GIVEN PASSAGE
**********
1.  BUSINESS AND ORGANIZATION:

     General Heating Engineering Company, Inc. (a Delaware corporation) (the
Company), is primarily engaged in the installation and maintenance, repair and
replacement of air conditioning, heating and fireplace systems in new and
preexisting residential and commercial buildings in Washington, D.C. and the
surrounding area.

     The Company and its shareholders intend to enter into a definitive
agreement with American Residential Services, Inc. (ARS), pursuant to which all
outstanding shares of the Company's common stock will be exchanged for cash and
shares of ARS's common stock concurrent with the consummation of the initial
public offering (the Offering) of the common stock of ARS.

2.  SUMMARY OF SIGNIFICANT ACCOUNTING POLICIES:

  INTERIM FINANCIAL INFORMATION

     The interim financial statements for the nine months ended September 30,
1995 and 1996 are unaudited and certain information and footnote disclosures,
normally included in financial statements prepared in accordance with generally
accepted accounting principles, have been omitted. In the opinion of management,
all adjustments, consisting only of normal recurring adjustments, necessary to
fairly present the results of operations and cash flows with respect to the
interim financial statements, have been included. The results of operations for
the interim periods are not necessarily indicative of the results for the entire
fiscal year.

  INVENTORIES

     Inventories consist of duct materials, air conditioning equipment,
refrigeration supplies and accessories held for use in the ordinary course of
business and are valued at the lower of cost or market using the average cost
method.

  PROPERTY AND EQUIPMENT

     Property and equipment are recorded at cost, and depreciation is computed
using the straight-line method over the estimated useful lives of assets.
Leasehold improvements are capitalized and amortized over the lesser of the life
of the lease or the estimated useful life of the asset.
**********
DATASET RECORDS
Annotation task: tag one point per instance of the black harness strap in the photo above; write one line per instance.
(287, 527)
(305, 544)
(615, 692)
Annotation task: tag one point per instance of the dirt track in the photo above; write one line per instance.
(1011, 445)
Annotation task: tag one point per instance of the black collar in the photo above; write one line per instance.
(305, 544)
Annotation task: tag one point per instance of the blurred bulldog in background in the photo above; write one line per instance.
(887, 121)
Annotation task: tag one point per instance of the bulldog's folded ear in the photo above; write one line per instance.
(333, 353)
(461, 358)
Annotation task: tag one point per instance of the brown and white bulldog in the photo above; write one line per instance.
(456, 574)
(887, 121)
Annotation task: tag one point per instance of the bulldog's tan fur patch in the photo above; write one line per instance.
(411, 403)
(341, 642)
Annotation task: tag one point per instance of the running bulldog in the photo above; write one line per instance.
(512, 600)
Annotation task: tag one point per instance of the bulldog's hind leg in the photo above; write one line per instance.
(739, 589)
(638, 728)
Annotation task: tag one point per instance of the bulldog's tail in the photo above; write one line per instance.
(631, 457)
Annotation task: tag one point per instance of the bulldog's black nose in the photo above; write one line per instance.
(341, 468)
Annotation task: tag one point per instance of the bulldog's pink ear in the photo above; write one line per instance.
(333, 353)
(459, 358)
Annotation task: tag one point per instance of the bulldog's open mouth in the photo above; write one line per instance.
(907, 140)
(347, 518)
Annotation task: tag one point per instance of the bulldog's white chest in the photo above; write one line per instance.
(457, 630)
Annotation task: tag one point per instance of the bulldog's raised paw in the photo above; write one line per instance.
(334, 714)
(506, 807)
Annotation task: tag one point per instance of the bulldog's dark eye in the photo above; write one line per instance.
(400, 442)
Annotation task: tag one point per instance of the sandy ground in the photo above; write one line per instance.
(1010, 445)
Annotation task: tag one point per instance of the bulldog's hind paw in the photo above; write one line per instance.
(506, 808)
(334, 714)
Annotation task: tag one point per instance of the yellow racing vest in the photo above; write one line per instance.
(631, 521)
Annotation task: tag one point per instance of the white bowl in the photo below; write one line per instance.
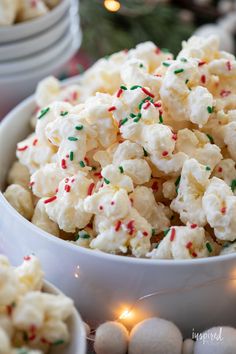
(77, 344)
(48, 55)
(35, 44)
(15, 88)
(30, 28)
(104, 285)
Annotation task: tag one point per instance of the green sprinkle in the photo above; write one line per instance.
**********
TO DO
1 > According to the passage about the heating company, how are inventories valued?
2 > Echo the listing's lines from the one holding "the bulldog's pink" through the one holding "(1010, 445)", including both of those lines.
The company filing and the listing have nothing to do with each other.

SOLUTIONS IN ORDER
1 > At the lower of cost or market, using the average cost method.

2 >
Annotation task: tag one point per instance of the bulldog's pink ear in the photo above; write one line per instance.
(333, 353)
(459, 358)
Annotation task: tag one point per instance of the bulldog's open mouth in the photo above; write one line per instance.
(907, 140)
(347, 518)
Annotation task: tag one point per instance of the bulldog's white chest in the photo above; write one line per instance.
(457, 630)
Annotation task: tag one point per instance of the bulldog's raised paw in the photo above; write one line per instance.
(334, 714)
(506, 807)
Annotation task: tag one point per instance of the bulldog's dark eye in the photo above; write one line per instance.
(400, 442)
Annotation task: tag one point per instance of the sandy ground in the photo above; write one line per instance.
(1010, 445)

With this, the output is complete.